INPUT ROWS |

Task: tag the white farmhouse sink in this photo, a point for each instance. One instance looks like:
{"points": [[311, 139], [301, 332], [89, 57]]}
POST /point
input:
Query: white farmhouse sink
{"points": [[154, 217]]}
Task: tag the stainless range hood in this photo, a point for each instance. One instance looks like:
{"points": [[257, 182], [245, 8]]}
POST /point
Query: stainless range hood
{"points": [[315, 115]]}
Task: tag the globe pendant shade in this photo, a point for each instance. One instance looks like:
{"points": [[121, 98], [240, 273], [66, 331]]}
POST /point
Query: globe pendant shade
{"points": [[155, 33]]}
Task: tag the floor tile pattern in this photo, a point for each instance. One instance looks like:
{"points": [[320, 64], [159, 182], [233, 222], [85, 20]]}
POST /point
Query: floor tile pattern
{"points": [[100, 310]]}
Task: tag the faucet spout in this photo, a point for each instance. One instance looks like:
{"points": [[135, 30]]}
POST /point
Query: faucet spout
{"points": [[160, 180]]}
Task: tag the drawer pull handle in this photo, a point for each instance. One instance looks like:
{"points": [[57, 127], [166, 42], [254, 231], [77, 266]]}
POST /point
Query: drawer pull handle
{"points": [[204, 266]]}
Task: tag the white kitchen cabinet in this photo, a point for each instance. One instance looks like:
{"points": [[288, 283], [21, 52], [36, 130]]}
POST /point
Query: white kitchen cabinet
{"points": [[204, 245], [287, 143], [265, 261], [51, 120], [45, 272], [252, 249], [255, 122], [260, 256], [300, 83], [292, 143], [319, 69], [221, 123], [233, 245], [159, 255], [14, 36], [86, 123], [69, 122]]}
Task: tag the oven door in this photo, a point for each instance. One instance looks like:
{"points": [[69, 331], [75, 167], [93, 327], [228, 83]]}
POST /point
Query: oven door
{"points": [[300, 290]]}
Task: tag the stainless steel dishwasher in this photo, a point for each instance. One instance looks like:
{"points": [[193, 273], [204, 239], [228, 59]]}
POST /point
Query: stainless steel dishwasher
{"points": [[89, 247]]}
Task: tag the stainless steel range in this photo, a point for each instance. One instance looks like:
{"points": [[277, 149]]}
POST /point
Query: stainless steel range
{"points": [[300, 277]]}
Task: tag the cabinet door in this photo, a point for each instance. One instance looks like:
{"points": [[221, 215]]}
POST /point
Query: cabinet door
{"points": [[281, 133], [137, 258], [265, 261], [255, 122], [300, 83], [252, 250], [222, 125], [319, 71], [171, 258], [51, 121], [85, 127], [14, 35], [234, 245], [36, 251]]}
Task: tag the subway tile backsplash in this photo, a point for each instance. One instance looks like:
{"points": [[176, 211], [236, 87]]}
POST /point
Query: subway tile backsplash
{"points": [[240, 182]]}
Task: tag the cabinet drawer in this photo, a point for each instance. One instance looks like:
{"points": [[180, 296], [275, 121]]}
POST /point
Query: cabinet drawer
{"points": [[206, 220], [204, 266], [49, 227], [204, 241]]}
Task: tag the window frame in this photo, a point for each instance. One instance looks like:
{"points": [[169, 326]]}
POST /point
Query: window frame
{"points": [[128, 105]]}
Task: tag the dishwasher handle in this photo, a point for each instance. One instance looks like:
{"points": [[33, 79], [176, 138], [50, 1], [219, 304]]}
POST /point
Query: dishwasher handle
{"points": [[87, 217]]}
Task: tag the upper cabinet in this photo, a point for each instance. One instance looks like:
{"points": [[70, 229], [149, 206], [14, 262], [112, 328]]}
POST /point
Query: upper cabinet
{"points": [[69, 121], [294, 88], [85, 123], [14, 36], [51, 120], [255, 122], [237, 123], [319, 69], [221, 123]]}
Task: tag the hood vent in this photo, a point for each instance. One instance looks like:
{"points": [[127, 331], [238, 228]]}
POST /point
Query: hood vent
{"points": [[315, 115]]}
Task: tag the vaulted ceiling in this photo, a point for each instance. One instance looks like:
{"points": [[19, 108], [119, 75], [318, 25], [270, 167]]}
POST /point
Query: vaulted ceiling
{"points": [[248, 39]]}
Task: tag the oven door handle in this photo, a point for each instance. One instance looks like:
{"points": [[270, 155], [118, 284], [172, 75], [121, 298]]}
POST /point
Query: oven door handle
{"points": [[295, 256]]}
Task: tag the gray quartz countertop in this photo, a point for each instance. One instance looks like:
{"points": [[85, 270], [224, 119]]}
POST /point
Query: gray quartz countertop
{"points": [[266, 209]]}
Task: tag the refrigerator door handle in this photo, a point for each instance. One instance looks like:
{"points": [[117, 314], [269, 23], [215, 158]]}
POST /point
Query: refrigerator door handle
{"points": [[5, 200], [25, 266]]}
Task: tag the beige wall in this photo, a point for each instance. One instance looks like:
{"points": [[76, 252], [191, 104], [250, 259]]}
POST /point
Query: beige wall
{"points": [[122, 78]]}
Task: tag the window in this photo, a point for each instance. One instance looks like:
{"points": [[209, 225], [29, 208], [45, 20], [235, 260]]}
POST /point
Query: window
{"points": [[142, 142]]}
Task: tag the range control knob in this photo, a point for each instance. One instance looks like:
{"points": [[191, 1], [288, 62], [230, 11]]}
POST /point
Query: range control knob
--
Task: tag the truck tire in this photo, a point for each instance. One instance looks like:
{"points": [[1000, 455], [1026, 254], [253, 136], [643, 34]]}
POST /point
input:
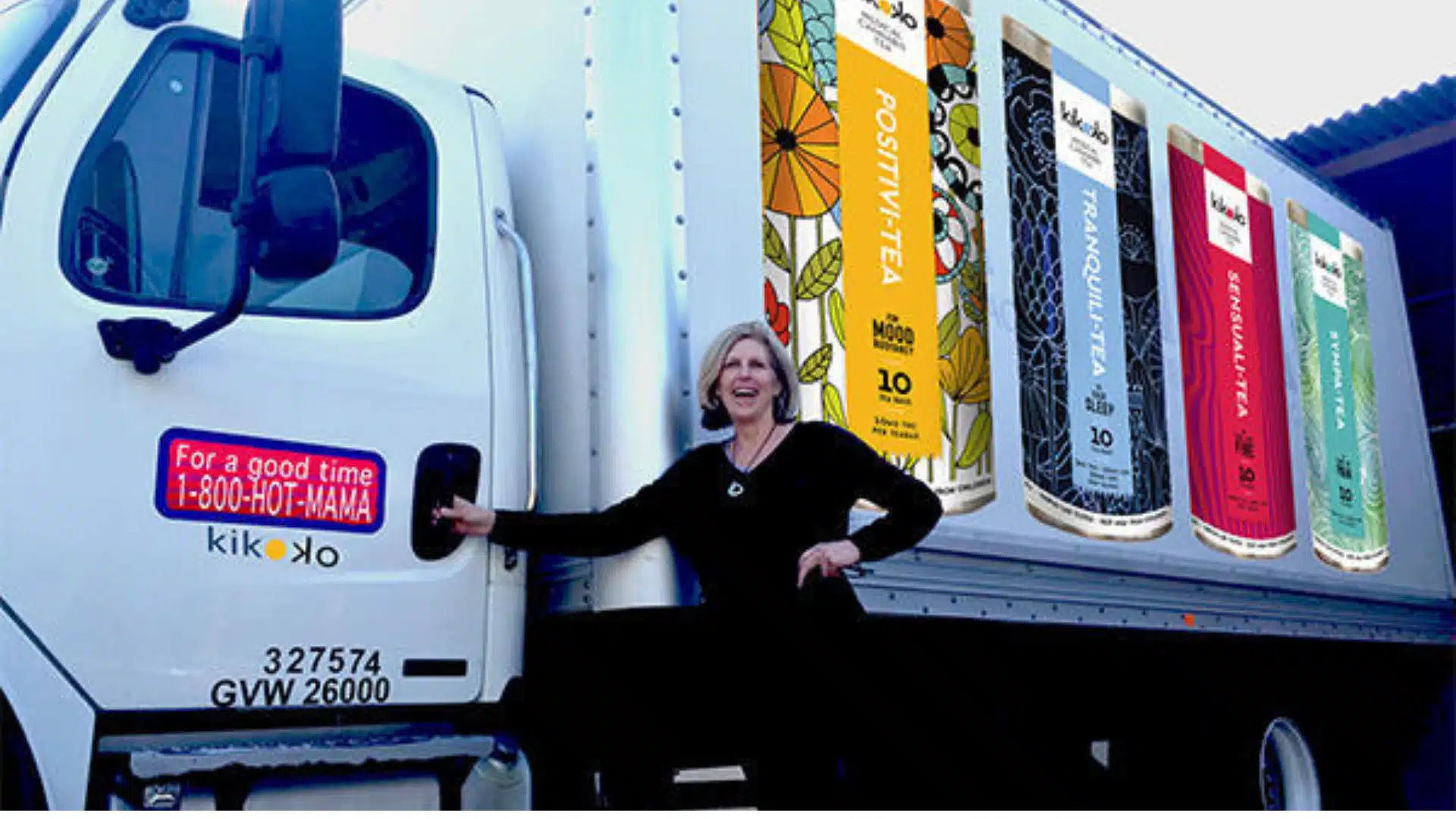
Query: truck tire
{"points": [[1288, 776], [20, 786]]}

WHAT YOU SHOULD DO | Resize every item from the line with "Task: tag the refrigerator" to the line with "Query: range control knob", both included, and give all those lines again, requests included. Multiply each point coordinate in the answers by 2 and round to whole numbers, halves up, but leave the requests and their format samples unchanged.

WRITTEN RESPONSE |
Task: tag the refrigerator door handle in this photo, a point for each instance. One instance looks like:
{"points": [[117, 314], [269, 23], [215, 158]]}
POST /point
Query: refrigerator door handle
{"points": [[10, 400], [50, 532]]}
Task: tag the beige wall in this photo, a point for each instance. One instance looks like:
{"points": [[76, 252], [191, 104], [250, 259]]}
POST /point
Query: beige wall
{"points": [[244, 156]]}
Task: tag the window in this photo, a point for each instance. One instance looks like:
{"points": [[209, 225], [29, 208], [45, 20], [235, 260]]}
POST /point
Query: window
{"points": [[284, 284]]}
Task: tag the range control knob in this photo, a point for each instance. One instance looks like:
{"points": [[191, 1], [288, 62], [230, 11]]}
POST /point
Query: range control knob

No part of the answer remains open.